(Stored data entries)
= = = = =

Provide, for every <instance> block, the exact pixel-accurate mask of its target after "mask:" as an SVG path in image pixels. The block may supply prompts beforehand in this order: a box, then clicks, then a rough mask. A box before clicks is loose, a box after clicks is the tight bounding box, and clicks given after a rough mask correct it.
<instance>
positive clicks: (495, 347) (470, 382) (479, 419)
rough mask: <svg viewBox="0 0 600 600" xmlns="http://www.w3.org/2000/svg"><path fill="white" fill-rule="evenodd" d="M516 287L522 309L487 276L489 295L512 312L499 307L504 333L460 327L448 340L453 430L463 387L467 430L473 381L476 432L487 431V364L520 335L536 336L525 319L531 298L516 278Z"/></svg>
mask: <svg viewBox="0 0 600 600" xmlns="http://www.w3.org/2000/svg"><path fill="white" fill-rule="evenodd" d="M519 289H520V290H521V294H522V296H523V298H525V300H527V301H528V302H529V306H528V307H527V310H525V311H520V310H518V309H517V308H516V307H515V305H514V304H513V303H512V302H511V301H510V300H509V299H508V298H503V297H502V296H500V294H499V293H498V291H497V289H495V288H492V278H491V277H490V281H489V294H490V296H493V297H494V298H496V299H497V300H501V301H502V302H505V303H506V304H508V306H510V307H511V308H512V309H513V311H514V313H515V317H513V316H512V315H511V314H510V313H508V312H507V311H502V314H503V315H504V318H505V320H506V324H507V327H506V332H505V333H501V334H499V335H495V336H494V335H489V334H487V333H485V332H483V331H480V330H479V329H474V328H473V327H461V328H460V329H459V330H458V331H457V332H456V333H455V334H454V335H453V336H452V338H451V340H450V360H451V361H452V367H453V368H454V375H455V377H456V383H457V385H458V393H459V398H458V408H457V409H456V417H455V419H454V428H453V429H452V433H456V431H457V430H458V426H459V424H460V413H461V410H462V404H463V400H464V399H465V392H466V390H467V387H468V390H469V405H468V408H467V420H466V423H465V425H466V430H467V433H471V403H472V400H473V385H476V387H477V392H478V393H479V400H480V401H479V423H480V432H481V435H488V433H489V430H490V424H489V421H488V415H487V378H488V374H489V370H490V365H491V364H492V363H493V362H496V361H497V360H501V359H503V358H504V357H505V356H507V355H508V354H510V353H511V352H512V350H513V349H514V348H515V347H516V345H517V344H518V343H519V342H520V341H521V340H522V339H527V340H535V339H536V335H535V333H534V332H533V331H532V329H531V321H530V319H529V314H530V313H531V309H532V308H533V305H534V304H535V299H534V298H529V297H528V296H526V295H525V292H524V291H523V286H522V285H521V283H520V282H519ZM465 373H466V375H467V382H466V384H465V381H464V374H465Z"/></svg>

= = = = =

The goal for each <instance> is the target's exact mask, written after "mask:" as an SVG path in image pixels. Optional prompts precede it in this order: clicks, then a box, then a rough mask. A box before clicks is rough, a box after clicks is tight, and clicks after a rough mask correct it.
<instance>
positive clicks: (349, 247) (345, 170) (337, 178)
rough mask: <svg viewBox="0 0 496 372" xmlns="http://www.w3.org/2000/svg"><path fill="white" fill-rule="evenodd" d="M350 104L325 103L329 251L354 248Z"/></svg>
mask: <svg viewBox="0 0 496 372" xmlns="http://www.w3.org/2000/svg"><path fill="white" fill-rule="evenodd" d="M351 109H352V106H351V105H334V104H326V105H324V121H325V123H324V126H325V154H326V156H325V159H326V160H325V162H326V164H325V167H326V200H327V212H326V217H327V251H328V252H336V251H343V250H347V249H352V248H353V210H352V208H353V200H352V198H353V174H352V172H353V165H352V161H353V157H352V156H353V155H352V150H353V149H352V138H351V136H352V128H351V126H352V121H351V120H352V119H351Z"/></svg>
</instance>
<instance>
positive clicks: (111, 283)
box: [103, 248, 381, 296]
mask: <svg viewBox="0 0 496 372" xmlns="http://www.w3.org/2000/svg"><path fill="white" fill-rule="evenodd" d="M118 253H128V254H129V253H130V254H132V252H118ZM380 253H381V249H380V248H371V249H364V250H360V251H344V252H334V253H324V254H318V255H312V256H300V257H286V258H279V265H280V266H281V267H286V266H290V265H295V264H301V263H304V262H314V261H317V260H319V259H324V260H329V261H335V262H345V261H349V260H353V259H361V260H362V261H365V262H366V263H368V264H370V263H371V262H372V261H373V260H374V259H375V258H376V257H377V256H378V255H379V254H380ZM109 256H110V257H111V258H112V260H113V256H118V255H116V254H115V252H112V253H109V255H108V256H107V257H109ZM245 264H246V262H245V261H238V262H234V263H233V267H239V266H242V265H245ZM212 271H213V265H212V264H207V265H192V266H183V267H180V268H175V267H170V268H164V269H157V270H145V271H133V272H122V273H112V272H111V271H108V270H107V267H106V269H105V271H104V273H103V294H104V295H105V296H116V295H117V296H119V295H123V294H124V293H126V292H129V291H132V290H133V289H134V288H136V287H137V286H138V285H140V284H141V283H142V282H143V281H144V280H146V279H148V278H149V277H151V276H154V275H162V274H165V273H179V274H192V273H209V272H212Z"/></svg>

= = = = =

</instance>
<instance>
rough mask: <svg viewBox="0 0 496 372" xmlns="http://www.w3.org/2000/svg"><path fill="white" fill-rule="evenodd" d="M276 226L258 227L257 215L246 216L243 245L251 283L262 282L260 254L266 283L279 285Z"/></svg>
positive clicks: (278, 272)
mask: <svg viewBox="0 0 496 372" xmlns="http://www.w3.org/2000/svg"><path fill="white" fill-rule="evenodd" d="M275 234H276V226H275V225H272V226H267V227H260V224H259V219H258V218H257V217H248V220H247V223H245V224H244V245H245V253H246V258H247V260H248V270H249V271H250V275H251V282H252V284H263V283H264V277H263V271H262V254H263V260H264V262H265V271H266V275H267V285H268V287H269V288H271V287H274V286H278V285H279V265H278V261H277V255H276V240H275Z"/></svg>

= = = = =

- _PROMPT_
Looking over the records, find each line with the word "target" and copy it.

- _EXERCISE SOLUTION_
Provide, for every <instance> block, the exact pixel-accurate mask of its target after "mask:" as an SVG path in image pixels. The block may supply prompts beforehand in this order: a box, then clicks, then a rough mask. A box before clicks is loose, a box after clicks is the tight bounding box, and clicks given after a rough mask correct it.
The goal for each <instance> is the target's exact mask, written after "mask:" as an SVG path in image pixels. Optional prompts precede it in this order: clicks, then a box, then a rough mask. A box before clicks is rough, a box after clicks is tight, and clicks after a rough mask correct it.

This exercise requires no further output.